### SUPPLIED TEXT

□ □ □ □ □

District of Columbia Court of Appeals.

IN RE: Thomas O'TOOLE, Respondent. A Member of the Bar of the District of Columbia Court of Appeals.

No. 04-BG-245.

Decided: June 23, 2005

Before TERRY, RUIZ and GLICKMAN, Associate Judges.

This is a matter of reciprocal discipline based on the February 18, 2004 order of the Court of Appeals of Maryland, which suspended the respondent from the practice of law in Maryland for thirty days, effective as of that date.   The Board on Professional Responsibility recommends identical reciprocal discipline, with the effective date of suspension to run, nunc pro tunc, from June 7, 2004, the date on which the respondent first filed a § 14(g) affidavit with this court.   Neither respondent nor Bar Counsel has filed an exception to the Board's recommendation.   Therefore, we adopt the recommendation of the Board.   See D.C. Bar R. XI, § 9(g).

 This matter grows out of the respondent's willful failure to file his own individual federal and state income tax returns over the course of three years, from 1998 to 2001.   See Attorney Grievance Comm'n v. O'Toole, 379 Md. 595, 598-600, 843 A.2d 50, 52-53 (2004).   While the Maryland Court of Appeals found that the respondent had made substantial estimated tax payments, it nevertheless found by clear and convincing evidence that his willful failure to file income tax returns constituted a violation of Maryland law, see MD. CODE ANN. TAX-GEN §§ 13-1007(a) and 13-1001(d) (1988, 1997 Repl.Vol., 2002 Supp.), and, therefore, of the Maryland Rules of Professional Conduct 8.4(b) (criminal act reflecting adversely on fitness) and (d) (conduct prejudicial to the administration of justice).   Maryland imposed a suspension of thirty days, effective February 18, 2004, and this court suspended respondent on an interim basis by order of March 23, 2004.

 Bar Counsel and the Board on Professional Responsibility recommend reciprocal discipline, pursuant to D.C. Bar XI, § 11(f)(2).   The respondent does not oppose that recommendation.   Willfully failing to file income tax returns constitutes misconduct in this jurisdiction.   See In re Levitt, 724 A.2d 1206, 1207 (D.C.1999).   The respondent having taken advantage of the opportunity to litigate this issue before the Maryland Court of Appeals,1 we accept the Board's recommendation of thirty days reciprocal suspension.   See In re Zdravkovich, 831 A.2d 964, 968-69 (D.C.2003) (deference accorded to other jurisdictions which have already afforded the attorney a full disciplinary proceeding);  In re Cole, 809 A.2d 1226, 1227 n. 3 (D.C.2002) (where attorney does not oppose, “the imposition of identical discipline should be close to automatic, with minimum review by both the Board and this court”).

□ □ □ □ □

### DATA SECTION
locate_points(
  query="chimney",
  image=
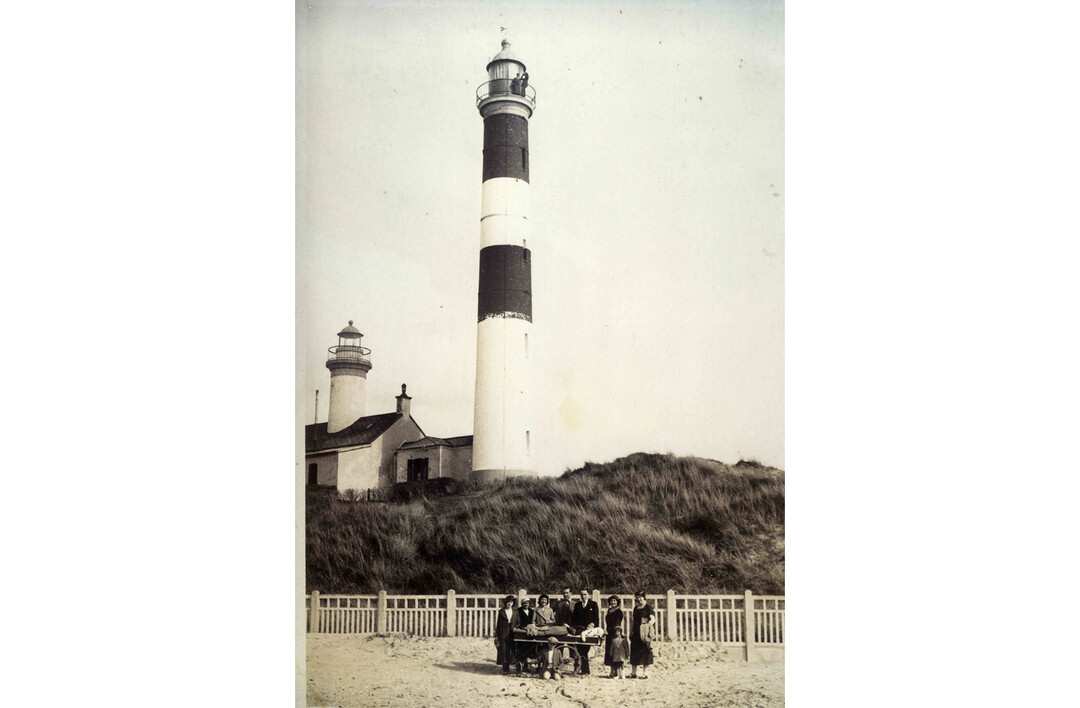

□ □ □ □ □

### TASKS TO PERFORM
A – According to the court opinion, on what date did the respondent first file a § 14(g) affidavit with this court?
B – List every case that the court opinion cites by name.
C – Repeat the stretch of the court opinion from "Before TERRY, RUIZ" through "R. XI, § 9(g).".

### SOLUTIONS TO THE PROBLEMS
A – June 7, 2004

B –
- Attorney Grievance Comm'n v. O'Toole
- In re Levitt
- In re Zdravkovich
- In re Cole

C –
Before TERRY, RUIZ and GLICKMAN, Associate Judges.

This is a matter of reciprocal discipline based on the February 18, 2004 order of the Court of Appeals of Maryland, which suspended the respondent from the practice of law in Maryland for thirty days, effective as of that date.   The Board on Professional Responsibility recommends identical reciprocal discipline, with the effective date of suspension to run, nunc pro tunc, from June 7, 2004, the date on which the respondent first filed a § 14(g) affidavit with this court.   Neither respondent nor Bar Counsel has filed an exception to the Board's recommendation.   Therefore, we adopt the recommendation of the Board.   See D.C. Bar R. XI, § 9(g).